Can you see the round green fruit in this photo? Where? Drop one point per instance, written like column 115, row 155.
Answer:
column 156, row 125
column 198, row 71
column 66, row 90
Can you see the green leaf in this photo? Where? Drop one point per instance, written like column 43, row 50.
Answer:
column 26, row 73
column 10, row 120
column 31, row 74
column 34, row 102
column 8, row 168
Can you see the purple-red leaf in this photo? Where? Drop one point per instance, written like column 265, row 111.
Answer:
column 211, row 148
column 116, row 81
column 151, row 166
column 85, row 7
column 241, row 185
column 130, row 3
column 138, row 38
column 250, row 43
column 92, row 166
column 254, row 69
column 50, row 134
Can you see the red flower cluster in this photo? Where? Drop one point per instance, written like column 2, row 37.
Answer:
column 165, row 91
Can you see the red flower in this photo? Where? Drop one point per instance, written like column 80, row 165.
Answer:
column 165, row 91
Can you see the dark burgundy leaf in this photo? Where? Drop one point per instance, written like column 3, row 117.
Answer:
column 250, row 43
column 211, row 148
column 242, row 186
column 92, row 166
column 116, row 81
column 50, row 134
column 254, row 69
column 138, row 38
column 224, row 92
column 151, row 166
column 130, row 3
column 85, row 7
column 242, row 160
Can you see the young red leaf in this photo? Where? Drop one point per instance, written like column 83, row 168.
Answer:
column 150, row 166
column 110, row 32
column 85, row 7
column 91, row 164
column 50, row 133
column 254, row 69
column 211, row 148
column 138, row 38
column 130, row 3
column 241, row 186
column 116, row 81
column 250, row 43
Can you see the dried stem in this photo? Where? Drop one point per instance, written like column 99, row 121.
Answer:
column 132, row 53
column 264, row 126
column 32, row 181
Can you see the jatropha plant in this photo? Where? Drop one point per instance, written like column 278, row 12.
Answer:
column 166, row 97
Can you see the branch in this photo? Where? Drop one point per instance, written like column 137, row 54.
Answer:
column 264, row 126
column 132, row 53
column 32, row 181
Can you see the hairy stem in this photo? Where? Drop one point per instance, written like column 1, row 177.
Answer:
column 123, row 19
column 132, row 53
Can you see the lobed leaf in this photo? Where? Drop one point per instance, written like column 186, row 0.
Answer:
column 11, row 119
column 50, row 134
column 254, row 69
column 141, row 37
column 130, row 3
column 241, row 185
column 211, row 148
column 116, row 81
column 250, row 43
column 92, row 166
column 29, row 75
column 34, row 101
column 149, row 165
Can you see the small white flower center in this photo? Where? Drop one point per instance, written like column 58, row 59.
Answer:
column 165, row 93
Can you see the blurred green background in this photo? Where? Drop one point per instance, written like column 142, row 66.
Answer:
□ □ □ □
EXERCISE AIM
Return an exact copy of the listing above, complete in every line.

EXPECTED ANSWER
Can you see the round green fruit in this photo? Where? Drop one point per instance, written like column 115, row 155.
Answer:
column 156, row 125
column 198, row 71
column 66, row 90
Can you see the green leaf in this photo? Where? Drop one point per instance, written like column 43, row 50.
Answer:
column 26, row 73
column 10, row 120
column 31, row 74
column 34, row 102
column 8, row 168
Can you see the purple-red leaf in this photo? Where? Drop one point per instance, written like column 265, row 111.
Answer:
column 211, row 148
column 116, row 81
column 151, row 166
column 85, row 7
column 241, row 185
column 130, row 3
column 138, row 38
column 250, row 43
column 92, row 166
column 254, row 69
column 50, row 134
Can you see the red flower cluster in this photo? Where? Drop one point per instance, written like column 2, row 37.
Answer:
column 165, row 91
Can you see the red flower in this photo? Where? Drop one point per instance, written like column 80, row 165.
Answer:
column 165, row 91
Can you see the dark burgundy leaf in this photo? Where? Drop one point per instance, written like column 3, row 117.
Answer:
column 250, row 43
column 211, row 148
column 242, row 186
column 92, row 166
column 116, row 81
column 50, row 134
column 254, row 69
column 138, row 38
column 224, row 92
column 151, row 166
column 130, row 3
column 85, row 7
column 242, row 160
Can you see the young red leaf in this photo? Where? Drop one point per instance, written like column 83, row 168.
Answer:
column 150, row 166
column 110, row 32
column 85, row 7
column 91, row 164
column 50, row 133
column 254, row 69
column 211, row 148
column 138, row 38
column 130, row 3
column 241, row 186
column 116, row 81
column 250, row 43
Can you see the dried stem in this photo? Where? Drop one point per instance, written like column 99, row 121.
Answer:
column 132, row 53
column 264, row 126
column 32, row 181
Can you see the jatropha plant in this photo? Where? Drop one point per instance, written like column 278, row 12.
Answer:
column 166, row 97
Can you see the branch in this photo? Where? Drop one point per instance, written like column 137, row 54.
Answer:
column 264, row 126
column 132, row 53
column 32, row 181
Can you see the hairy stem in this photo? Where? Drop one point per instance, written like column 1, row 177.
Answer:
column 123, row 19
column 132, row 53
Can you see the lobed leaf in this photo? Where? Drop one point per instance, written like column 186, row 0.
Answer:
column 11, row 119
column 50, row 134
column 254, row 69
column 141, row 37
column 130, row 3
column 241, row 185
column 211, row 148
column 116, row 81
column 250, row 43
column 92, row 166
column 29, row 75
column 34, row 101
column 149, row 165
Can you see the small white flower center in this photo? Where? Drop one point per instance, written like column 58, row 59.
Answer:
column 165, row 93
Can you see the blurred green background in this photo? Where? Drop one point per instance, written like column 142, row 66.
Answer:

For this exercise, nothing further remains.